Estos pilares, y por supuesto muchos otros elementos del sector público, no son algo que deba fomentarse a costa del sector privado, sino todo lo contrario: son tanto un requisito imprescindible para que se sostengan y desarrollen los recursos naturales, técnicos y humanos que necesita una potente economía de mercado, como algo que, para funcionar adecuadamente, presupone la existencia de una actividad económica muy pujante con la cual financiar, vía impuestos, aquellos servicios sociales. En especial, estos servicios pueden constituir la mejor garantía de que la mayor parte de la población obtendrá con relativa seguridad, y a lo largo de toda su vida, unas rentas lo bastante altas como para absorber la producción de un sistema económico cada vez menos capaz de ofrecer empleos de calidad a toda la población activa.
El pacto que necesitamos dice, por tanto, sobre todo tres cosas:
1. Fomentemos todo aquello que garantice un crecimiento sostenible de la productividad económica, especialmente la existencia de empresas lo más competitivas que sea posible, capaces de generar a la vez altos rendimientos para sus dueños y excelentes condiciones laborales para sus empleados, aunque estos constituyan una proporción de la población menor que la actual.
2. Aceptemos unos impuestos elevados u otras formas de financiar al sector público (como la propiedad estatal de algunos medios productivos, p.ej.), para garantizar el funcionamiento excelente en calidad y universalidad de todo aquello que el mercado no puede proveer.
3. Y renunciemos a interferir políticamente en el funcionamiento a largo plazo de los pilares públicos de la economía y de la sociedad, garantizando una gestión lo más profesional posible que no esté a los vaivenes de lo que pueda suceder cada vez que cambia el color del gobierno.
La elaboración de este nuevo “contrato social” solo puede hacerse desde la base del realismo político, pues todo el tiempo que perdamos en obstinadas controversias ideológicas y en resistirnos a transigir ante cualquier posible cesión que pudiera interpretarse como una muestra de debilidad en la defensa de nuestros santos ideales será un tiempo que la historia nunca va a devolvernos. Ni la derecha puede seguir permanentemente hipnotizada por los dogmas del “libre mercado”, ni la izquierda puede seguir prisionera de su fobia a todo lo que suene a “liberalismo”, ni ambas pueden extraviarse en los laberintos y espejismos de lo “identitario”, si el precio a pagar por esa intransigencia es acercarnos peligrosamente al borde del colapso como sociedad. Ahora mismo, la única garantía de que la humanidad tendrá alguna vez una oportunidad real de construir una sociedad “perfecta” es conseguir que siga existiendo durante muchas generaciones en sociedades prósperas y libres; hay que liberarse del peso que el idealismo pone sobre nuestras espaldas al intentarnos convencer de que hemos de ser justo nosotros, y no alguna de las miles de generaciones que con seguridad nos seguirán, quienes inauguremos la utopía.

- **Listado proporcionado**
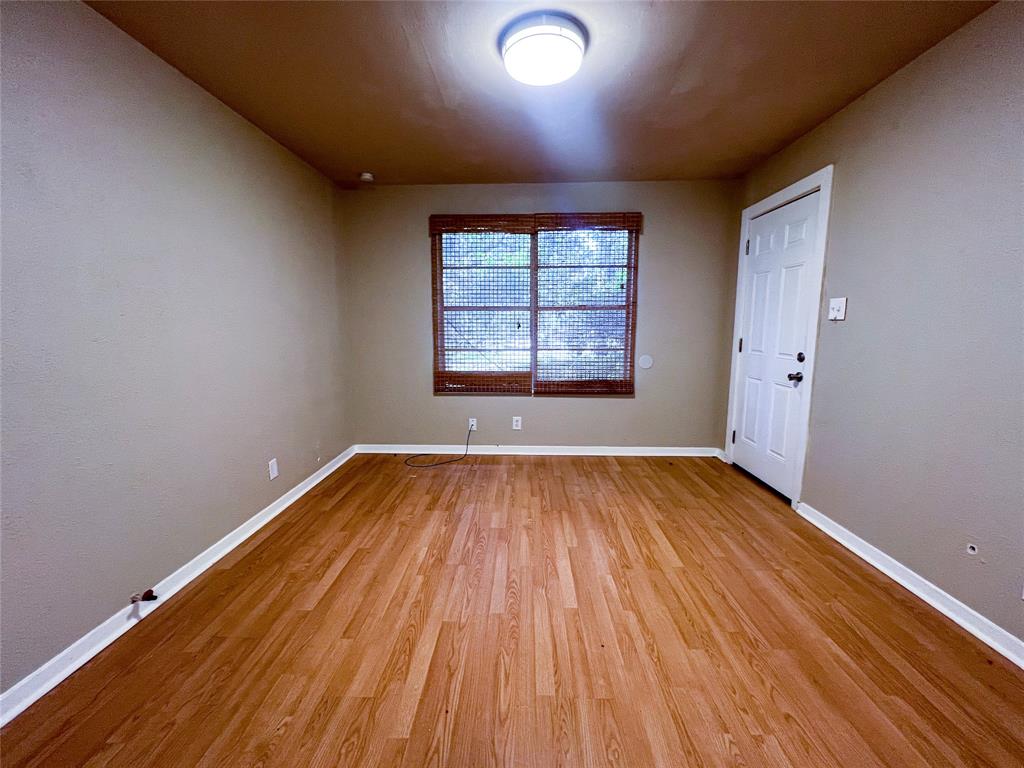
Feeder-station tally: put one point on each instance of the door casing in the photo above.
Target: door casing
(818, 181)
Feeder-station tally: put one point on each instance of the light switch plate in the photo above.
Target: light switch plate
(837, 308)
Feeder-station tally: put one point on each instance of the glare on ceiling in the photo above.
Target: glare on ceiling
(543, 48)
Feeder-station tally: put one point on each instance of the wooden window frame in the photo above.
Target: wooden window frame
(525, 383)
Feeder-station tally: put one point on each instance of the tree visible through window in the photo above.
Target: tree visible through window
(535, 304)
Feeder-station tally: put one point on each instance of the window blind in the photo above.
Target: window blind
(535, 304)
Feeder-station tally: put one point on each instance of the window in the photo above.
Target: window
(535, 304)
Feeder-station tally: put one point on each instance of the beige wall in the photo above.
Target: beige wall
(686, 284)
(918, 414)
(170, 323)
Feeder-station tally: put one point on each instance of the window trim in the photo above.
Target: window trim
(525, 383)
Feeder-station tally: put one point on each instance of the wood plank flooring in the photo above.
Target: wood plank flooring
(536, 611)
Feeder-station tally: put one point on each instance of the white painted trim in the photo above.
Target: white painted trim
(500, 450)
(989, 633)
(20, 695)
(820, 181)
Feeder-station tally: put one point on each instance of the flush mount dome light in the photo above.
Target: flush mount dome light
(543, 48)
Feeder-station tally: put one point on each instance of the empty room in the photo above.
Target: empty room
(468, 384)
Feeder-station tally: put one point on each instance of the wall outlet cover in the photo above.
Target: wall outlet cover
(837, 308)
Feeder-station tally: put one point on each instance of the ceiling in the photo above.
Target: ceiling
(416, 91)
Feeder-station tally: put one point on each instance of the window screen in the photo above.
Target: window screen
(537, 304)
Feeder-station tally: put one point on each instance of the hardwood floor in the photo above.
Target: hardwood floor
(536, 611)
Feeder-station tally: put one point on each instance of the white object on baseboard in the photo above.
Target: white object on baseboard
(20, 695)
(989, 633)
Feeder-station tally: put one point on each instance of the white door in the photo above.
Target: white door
(779, 292)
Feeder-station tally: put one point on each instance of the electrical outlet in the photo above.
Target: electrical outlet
(837, 309)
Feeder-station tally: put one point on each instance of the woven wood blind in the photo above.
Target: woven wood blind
(535, 304)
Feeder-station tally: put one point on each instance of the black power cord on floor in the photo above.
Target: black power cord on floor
(438, 464)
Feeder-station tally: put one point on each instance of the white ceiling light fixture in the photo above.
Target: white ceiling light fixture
(543, 48)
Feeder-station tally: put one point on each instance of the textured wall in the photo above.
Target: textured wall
(918, 422)
(686, 284)
(170, 323)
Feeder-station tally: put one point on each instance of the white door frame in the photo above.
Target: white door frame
(819, 181)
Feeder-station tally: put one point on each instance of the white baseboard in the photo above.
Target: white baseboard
(991, 634)
(20, 695)
(501, 450)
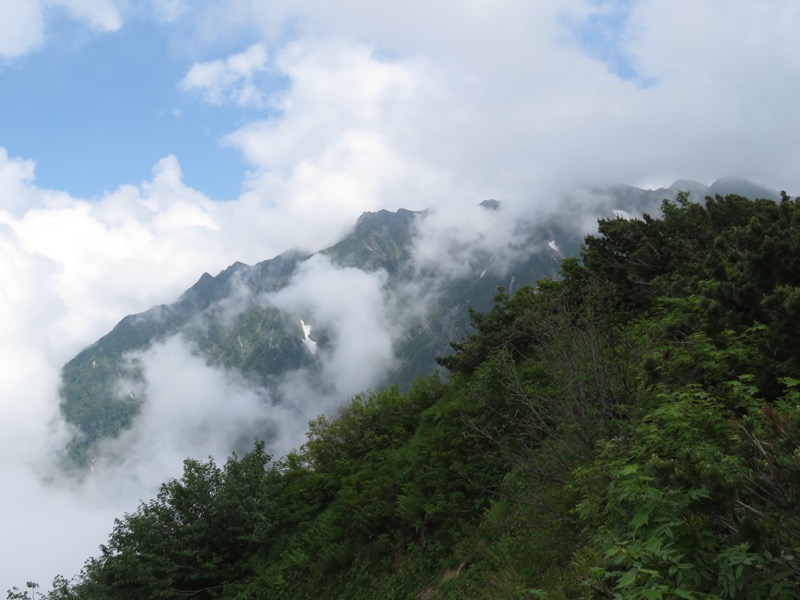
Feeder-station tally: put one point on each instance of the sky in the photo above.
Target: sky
(143, 143)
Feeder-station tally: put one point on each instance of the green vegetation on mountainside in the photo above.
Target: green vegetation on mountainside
(631, 430)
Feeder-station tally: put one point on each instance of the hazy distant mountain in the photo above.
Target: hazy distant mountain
(231, 320)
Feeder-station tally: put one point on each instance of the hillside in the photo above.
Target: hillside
(627, 431)
(234, 321)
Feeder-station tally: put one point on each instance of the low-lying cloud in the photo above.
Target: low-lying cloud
(415, 105)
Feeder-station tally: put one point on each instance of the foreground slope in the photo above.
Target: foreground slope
(629, 431)
(232, 321)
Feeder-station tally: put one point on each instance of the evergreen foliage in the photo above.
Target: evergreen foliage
(631, 430)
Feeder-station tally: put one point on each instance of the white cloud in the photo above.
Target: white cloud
(21, 28)
(416, 104)
(229, 80)
(102, 15)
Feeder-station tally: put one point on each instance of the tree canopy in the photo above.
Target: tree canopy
(630, 430)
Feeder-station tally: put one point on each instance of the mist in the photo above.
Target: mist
(419, 106)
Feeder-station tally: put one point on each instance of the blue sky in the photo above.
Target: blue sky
(96, 110)
(125, 124)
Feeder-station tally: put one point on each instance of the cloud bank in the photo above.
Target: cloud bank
(413, 105)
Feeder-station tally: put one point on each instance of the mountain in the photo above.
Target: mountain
(630, 430)
(232, 320)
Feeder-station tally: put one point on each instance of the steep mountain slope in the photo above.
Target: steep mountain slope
(232, 321)
(627, 431)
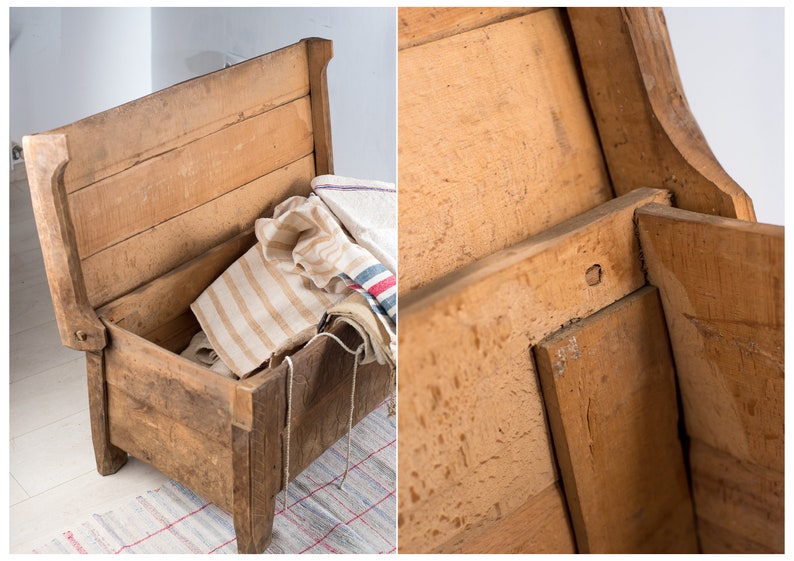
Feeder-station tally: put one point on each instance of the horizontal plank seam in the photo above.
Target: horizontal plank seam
(208, 201)
(214, 130)
(485, 23)
(166, 413)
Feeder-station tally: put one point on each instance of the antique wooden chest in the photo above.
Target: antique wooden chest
(139, 209)
(591, 329)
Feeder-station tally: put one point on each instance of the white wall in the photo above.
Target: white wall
(731, 62)
(187, 42)
(68, 63)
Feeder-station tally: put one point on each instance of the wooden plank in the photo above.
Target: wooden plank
(178, 115)
(258, 454)
(609, 388)
(319, 411)
(175, 386)
(320, 52)
(740, 505)
(472, 431)
(418, 26)
(160, 188)
(541, 526)
(647, 130)
(167, 297)
(500, 144)
(152, 253)
(722, 286)
(177, 450)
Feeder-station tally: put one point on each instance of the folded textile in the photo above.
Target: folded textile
(200, 350)
(306, 239)
(377, 335)
(255, 310)
(368, 209)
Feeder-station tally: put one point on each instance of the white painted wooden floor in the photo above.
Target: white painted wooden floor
(53, 479)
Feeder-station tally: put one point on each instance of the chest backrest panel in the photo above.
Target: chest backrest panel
(507, 124)
(156, 182)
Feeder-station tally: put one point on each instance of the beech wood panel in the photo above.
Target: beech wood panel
(647, 130)
(497, 144)
(174, 448)
(722, 286)
(472, 432)
(160, 188)
(155, 251)
(178, 115)
(152, 305)
(418, 26)
(609, 388)
(166, 382)
(540, 526)
(740, 504)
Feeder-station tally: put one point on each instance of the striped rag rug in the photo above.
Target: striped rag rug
(320, 517)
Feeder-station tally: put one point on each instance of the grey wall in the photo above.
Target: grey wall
(732, 68)
(187, 42)
(68, 63)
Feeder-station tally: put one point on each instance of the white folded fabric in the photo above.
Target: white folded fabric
(255, 310)
(305, 238)
(368, 209)
(272, 299)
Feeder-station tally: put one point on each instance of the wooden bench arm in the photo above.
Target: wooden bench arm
(46, 159)
(648, 133)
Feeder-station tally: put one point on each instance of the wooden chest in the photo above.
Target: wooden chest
(139, 209)
(591, 320)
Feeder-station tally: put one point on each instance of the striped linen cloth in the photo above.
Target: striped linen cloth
(273, 298)
(368, 209)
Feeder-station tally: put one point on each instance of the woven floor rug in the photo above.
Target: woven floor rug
(320, 518)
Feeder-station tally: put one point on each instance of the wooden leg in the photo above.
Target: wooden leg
(109, 458)
(257, 468)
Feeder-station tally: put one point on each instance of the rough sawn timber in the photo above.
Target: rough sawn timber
(722, 287)
(473, 440)
(610, 392)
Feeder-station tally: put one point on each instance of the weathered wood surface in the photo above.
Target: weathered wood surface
(722, 286)
(320, 407)
(740, 504)
(168, 185)
(153, 305)
(155, 251)
(258, 451)
(320, 52)
(647, 130)
(418, 26)
(497, 143)
(109, 457)
(180, 388)
(78, 325)
(178, 115)
(539, 526)
(473, 438)
(609, 388)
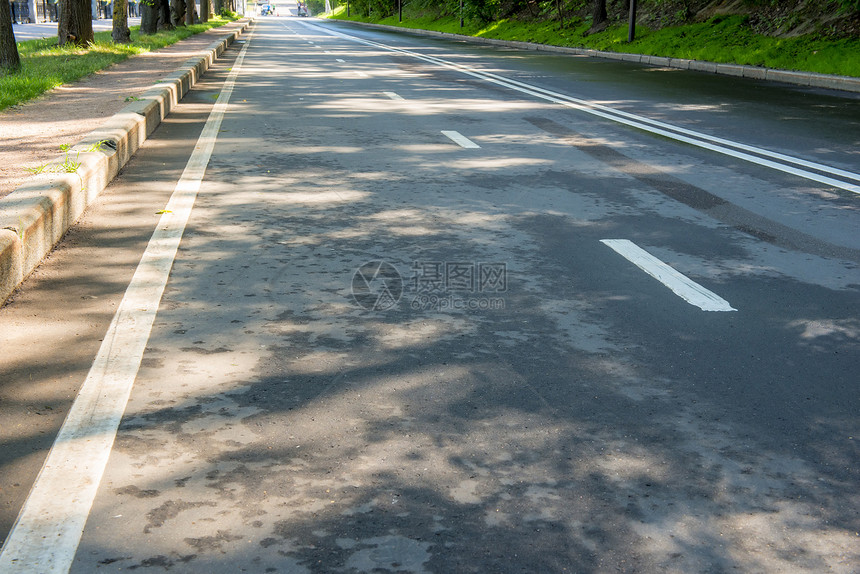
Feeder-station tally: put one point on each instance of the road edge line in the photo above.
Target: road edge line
(47, 532)
(38, 213)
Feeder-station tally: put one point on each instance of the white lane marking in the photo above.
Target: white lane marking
(768, 158)
(461, 140)
(46, 535)
(680, 284)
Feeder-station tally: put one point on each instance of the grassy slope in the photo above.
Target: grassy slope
(722, 39)
(44, 65)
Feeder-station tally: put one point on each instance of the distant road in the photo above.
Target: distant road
(48, 29)
(371, 302)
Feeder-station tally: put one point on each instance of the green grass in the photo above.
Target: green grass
(44, 65)
(723, 39)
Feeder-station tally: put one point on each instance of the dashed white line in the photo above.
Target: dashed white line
(814, 171)
(461, 140)
(46, 535)
(680, 284)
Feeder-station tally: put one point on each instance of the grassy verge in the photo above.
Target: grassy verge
(44, 65)
(725, 39)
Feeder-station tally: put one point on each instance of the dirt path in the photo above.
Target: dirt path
(32, 133)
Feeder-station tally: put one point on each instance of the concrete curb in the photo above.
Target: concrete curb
(809, 79)
(35, 216)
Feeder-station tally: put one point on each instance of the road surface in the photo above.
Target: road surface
(447, 308)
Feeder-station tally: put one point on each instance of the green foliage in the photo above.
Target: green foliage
(45, 66)
(724, 39)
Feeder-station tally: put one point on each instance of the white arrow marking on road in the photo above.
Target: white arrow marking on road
(461, 140)
(46, 536)
(680, 284)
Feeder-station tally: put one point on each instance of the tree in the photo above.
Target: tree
(155, 16)
(190, 13)
(164, 20)
(120, 34)
(76, 23)
(599, 19)
(148, 17)
(177, 12)
(9, 59)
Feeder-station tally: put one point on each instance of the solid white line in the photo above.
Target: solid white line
(680, 284)
(46, 536)
(676, 133)
(461, 140)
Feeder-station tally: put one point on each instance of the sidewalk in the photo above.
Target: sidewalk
(31, 134)
(109, 114)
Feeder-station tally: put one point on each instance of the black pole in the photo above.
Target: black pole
(631, 29)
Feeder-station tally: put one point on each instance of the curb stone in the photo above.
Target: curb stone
(35, 216)
(808, 79)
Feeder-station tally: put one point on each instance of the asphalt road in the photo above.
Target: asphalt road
(446, 308)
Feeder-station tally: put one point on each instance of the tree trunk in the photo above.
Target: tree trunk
(598, 17)
(9, 59)
(177, 12)
(120, 34)
(148, 17)
(164, 22)
(76, 23)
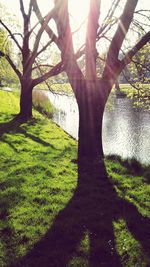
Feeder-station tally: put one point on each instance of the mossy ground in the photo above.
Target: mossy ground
(39, 197)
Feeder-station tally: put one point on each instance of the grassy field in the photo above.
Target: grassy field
(48, 218)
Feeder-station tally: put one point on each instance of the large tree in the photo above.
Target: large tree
(27, 42)
(92, 92)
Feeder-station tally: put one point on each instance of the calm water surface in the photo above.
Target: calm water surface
(126, 130)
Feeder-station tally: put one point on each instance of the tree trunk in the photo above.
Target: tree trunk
(91, 108)
(26, 99)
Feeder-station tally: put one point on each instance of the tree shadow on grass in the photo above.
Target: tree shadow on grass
(93, 209)
(14, 127)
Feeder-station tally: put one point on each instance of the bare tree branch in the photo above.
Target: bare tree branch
(91, 36)
(112, 61)
(11, 34)
(130, 54)
(10, 61)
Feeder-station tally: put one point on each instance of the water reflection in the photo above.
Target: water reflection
(126, 130)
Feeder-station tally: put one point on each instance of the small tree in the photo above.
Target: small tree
(29, 49)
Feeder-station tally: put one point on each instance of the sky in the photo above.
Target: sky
(78, 10)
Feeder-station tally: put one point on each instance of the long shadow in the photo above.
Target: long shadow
(92, 209)
(14, 126)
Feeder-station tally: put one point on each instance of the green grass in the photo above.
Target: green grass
(46, 219)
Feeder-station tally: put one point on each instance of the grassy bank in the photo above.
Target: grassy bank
(38, 180)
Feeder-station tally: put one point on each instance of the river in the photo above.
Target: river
(126, 130)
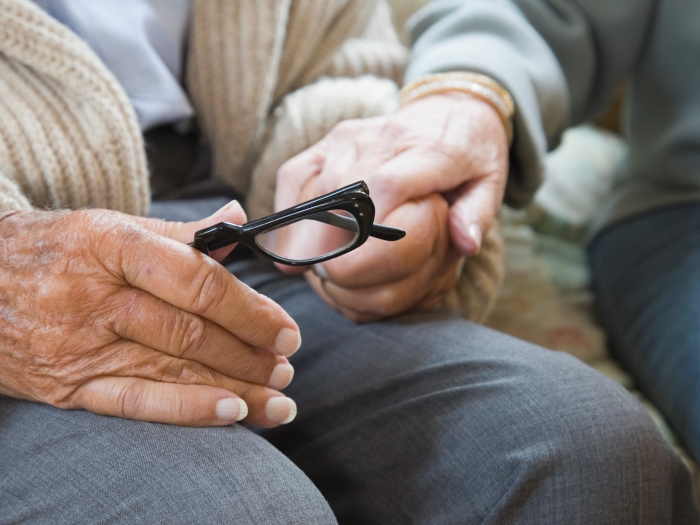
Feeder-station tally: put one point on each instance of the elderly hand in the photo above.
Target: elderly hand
(116, 315)
(436, 168)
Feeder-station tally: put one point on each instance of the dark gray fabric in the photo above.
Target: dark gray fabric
(60, 467)
(646, 272)
(420, 419)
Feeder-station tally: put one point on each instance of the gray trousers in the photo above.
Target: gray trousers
(419, 419)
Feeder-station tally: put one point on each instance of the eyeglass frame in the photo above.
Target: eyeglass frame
(353, 199)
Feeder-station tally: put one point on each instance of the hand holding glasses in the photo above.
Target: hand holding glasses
(309, 233)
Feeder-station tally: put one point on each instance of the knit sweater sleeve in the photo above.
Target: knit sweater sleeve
(560, 59)
(11, 197)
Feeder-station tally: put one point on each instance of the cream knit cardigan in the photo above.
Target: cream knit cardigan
(268, 78)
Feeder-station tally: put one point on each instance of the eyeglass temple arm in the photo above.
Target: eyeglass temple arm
(386, 233)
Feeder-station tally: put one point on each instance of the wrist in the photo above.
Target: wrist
(475, 85)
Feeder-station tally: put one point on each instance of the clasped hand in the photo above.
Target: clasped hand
(437, 169)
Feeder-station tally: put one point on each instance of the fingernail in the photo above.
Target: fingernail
(281, 376)
(474, 233)
(231, 409)
(288, 341)
(280, 410)
(233, 205)
(320, 271)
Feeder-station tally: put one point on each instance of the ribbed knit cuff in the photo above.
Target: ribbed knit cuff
(11, 197)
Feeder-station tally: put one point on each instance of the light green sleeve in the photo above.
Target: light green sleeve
(559, 59)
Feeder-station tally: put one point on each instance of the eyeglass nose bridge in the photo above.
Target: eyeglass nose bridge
(200, 244)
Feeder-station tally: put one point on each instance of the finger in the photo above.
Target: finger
(147, 400)
(140, 317)
(380, 262)
(473, 210)
(128, 360)
(192, 282)
(398, 297)
(295, 173)
(184, 231)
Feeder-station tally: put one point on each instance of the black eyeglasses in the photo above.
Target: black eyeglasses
(309, 233)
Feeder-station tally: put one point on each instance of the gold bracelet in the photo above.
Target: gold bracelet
(480, 86)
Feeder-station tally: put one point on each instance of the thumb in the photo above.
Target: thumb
(472, 212)
(184, 231)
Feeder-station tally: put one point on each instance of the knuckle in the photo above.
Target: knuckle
(181, 372)
(190, 335)
(130, 402)
(209, 287)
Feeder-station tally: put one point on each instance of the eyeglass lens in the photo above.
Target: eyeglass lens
(311, 237)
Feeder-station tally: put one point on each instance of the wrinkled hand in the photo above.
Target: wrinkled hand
(436, 168)
(116, 315)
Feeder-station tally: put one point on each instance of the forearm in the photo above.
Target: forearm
(560, 60)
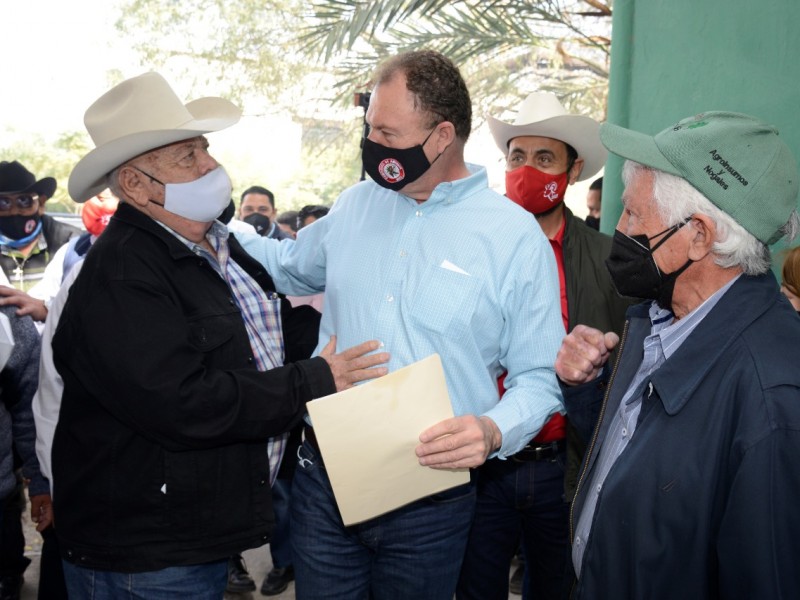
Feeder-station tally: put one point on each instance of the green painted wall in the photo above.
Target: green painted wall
(675, 58)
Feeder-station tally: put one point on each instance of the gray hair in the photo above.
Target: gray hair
(677, 200)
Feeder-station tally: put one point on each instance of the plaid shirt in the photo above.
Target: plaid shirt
(261, 312)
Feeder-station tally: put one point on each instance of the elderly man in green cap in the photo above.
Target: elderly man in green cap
(689, 486)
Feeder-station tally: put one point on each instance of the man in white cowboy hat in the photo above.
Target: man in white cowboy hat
(28, 237)
(690, 484)
(546, 149)
(171, 346)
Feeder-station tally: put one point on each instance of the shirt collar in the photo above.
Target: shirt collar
(673, 333)
(217, 234)
(450, 192)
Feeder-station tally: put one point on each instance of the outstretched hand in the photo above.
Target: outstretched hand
(459, 443)
(583, 353)
(354, 364)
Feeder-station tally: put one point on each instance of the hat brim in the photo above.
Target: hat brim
(578, 131)
(635, 146)
(88, 178)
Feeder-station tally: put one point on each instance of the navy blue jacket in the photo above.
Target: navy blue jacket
(704, 501)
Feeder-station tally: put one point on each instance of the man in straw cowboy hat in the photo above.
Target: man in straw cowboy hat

- **Acción requerida A**
Según el pasaje dado, ¿desde qué base puede hacerse la elaboración del nuevo "contrato social"?
- **Acción requerida B**
Traduce al inglés esta oración del pasaje dado: "Aceptemos unos impuestos elevados u otras formas de financiar al sector público (como la propiedad estatal de algunos medios productivos, p.ej.), para garantizar el funcionamiento excelente en calidad y universalidad de todo aquello que el mercado no puede proveer."
El listado es material aparte y no guarda relación con el pasaje.

- **Tu solución A**
Solo puede hacerse desde la base del realismo político.

- **Tu solución B**
Let us accept high taxes or other ways of financing the public sector (such as state ownership of some means of production, e.g.), in order to guarantee the excellent functioning, in quality and universality, of everything that the market cannot provide.